▶ [TASK OBJECTIVE]: Set down each line of the data below exactly as it stands, dropping the pictures.

▶ [SUPPLIED MATERIAL]:

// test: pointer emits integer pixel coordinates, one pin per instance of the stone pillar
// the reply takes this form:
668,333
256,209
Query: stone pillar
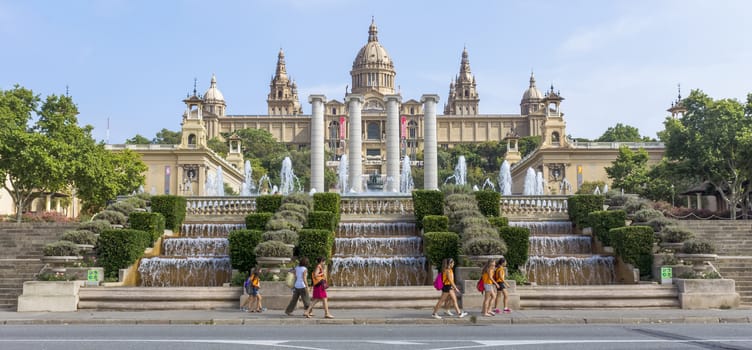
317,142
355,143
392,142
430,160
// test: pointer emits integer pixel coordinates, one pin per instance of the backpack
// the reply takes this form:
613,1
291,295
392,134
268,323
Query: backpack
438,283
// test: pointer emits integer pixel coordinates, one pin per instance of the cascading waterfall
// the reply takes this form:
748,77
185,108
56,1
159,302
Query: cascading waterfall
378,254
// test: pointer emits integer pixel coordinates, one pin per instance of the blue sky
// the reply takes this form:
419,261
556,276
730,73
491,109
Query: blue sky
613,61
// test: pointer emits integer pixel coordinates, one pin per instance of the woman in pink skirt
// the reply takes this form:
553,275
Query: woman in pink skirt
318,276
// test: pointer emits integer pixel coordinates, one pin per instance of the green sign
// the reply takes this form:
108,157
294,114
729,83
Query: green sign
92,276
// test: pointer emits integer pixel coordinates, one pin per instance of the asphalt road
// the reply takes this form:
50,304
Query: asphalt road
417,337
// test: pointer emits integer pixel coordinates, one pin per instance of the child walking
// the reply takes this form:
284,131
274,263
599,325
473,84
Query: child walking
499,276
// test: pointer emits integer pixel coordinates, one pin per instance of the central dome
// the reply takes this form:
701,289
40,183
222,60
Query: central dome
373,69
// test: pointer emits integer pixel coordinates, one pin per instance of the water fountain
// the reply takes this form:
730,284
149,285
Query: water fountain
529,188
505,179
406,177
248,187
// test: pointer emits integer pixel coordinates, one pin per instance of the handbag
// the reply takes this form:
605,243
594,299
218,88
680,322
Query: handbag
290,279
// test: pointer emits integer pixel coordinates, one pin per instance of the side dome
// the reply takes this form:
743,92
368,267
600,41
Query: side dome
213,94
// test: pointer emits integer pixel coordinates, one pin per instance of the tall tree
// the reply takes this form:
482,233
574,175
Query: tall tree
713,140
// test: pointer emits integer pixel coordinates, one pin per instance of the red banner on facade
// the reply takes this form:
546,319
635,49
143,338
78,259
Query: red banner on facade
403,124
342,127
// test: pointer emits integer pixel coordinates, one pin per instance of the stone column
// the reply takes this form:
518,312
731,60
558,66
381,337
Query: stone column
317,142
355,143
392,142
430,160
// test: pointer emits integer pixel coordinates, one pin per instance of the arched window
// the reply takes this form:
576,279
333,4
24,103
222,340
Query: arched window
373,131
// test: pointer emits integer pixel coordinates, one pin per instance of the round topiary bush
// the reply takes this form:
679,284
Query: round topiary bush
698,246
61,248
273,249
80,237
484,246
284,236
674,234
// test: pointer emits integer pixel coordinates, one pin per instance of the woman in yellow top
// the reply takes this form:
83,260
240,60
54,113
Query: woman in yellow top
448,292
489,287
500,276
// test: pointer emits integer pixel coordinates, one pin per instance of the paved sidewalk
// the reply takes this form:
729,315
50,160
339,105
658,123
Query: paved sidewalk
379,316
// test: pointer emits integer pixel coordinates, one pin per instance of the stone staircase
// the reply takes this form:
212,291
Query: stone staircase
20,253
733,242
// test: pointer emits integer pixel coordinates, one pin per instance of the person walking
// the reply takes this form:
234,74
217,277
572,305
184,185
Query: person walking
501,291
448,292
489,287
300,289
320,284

▶ [SOLUTION FOR THIS TASK]:
// test: pointer emits integer pixel coordinates, one pin per instance of the stone pillar
// the reply takes this form:
668,333
256,209
Query: stone pillar
317,142
355,143
392,142
430,160
// test: pointer emits integer pixel coordinates, one pin per instance of the backpack
// the reply takes this form:
613,1
291,295
392,134
268,323
Query: backpack
438,283
// test: pointer emits integer pixel coordinates, one pin per instance of the cascading waterfall
// the reply takes this form:
748,77
185,108
56,1
159,302
Query: cascading waterfall
378,254
// test: pointer emits integer pixel coordinates, one pin per instance of the blue sky
// the reply takes this form:
419,261
556,276
730,73
491,109
Query: blue sky
613,61
// test: pointer emits integer pixel coordinates, one pin per instance of the woman in pink skirt
// the reply takes this form:
553,275
Query: woman in pink skirt
318,276
// test: pointer emits integer pixel coordinates, one pin per instance of the green sign
// the reply takes this form:
108,157
294,114
729,83
Query: green sign
92,276
// test: pointer emits integer pixel coordinates, one pin per instance of the asphalt road
// the reply takes this form:
50,304
Query: asphalt road
417,337
// test: pointer emits integer pixel coordinates, one pin per instance of the child walking
// the reply takes this form:
284,131
274,263
599,325
473,84
Query: child walking
499,276
// test: pointer emits integer pixel coordinates, one pin per instance of the central dome
// the reply takes this form:
701,289
40,183
222,60
Query: central dome
373,69
// test: pointer emits integer pixel coordinates, one pin per instance of the water fountain
// the reply takes this form:
730,284
149,285
Query: water fountain
529,188
505,179
406,177
248,187
// test: pointer emits integer pixel coordinates, one pin per instance of the handbag
// the reply takes this form:
605,243
594,299
218,88
680,322
Query: handbag
290,279
// test: pointer emits integer pixel coordinates, one pin per instance of the side dome
// the reply takes this form:
743,92
368,267
600,41
Query: side dome
213,94
// test: pointer emits integer pixel coordinates, one pin per instance of the tall tree
// the reply takes this form:
482,233
574,175
Query: tall tree
713,140
// test: pointer emits integer pixel coordinates, one pin per instance of the red banner on facade
// the reply takes this form:
546,319
635,49
143,338
78,259
Query: red banner on facade
403,124
342,127
// test: pointer emits integer pixel coordinates, one pin per instance of the stone column
// the reply takes this form:
518,312
731,60
558,66
381,337
Query: stone column
317,142
355,143
392,142
430,160
// test: pointer emits integer pixel coordinates, one pin per instance of the arched window
// the reply takes this form:
576,279
333,4
24,103
222,340
Query: arched window
373,131
// test: pointer emits integer pixel coordinates, one pin per instance of the round topiary bush
// the reply takes this form:
679,284
Query: round topiary bush
698,246
61,248
273,249
80,237
484,246
284,236
674,234
// test: pointer emits integer pixel coordinates, one pin per instance of the woman in yellow top
// the reply takes this form:
83,260
240,60
54,113
Query: woman in yellow top
448,292
489,287
500,276
// test: pointer emits integer pixel coordinates, one pin per instance of the paved sidewalk
// the reply takes this form:
729,315
50,160
339,105
658,123
Query: paved sidewalk
379,316
// test: pointer emits integer pixel coordinates, one pin per instance of the stone staircase
// the reply takes this form:
212,291
Query: stone staircase
20,253
733,242
// test: pointer emits integer pixel coordinates, one pin per instance of the person walking
// the reply takes this form:
234,74
217,277
572,305
184,185
Query: person walking
501,291
448,292
489,287
300,289
320,284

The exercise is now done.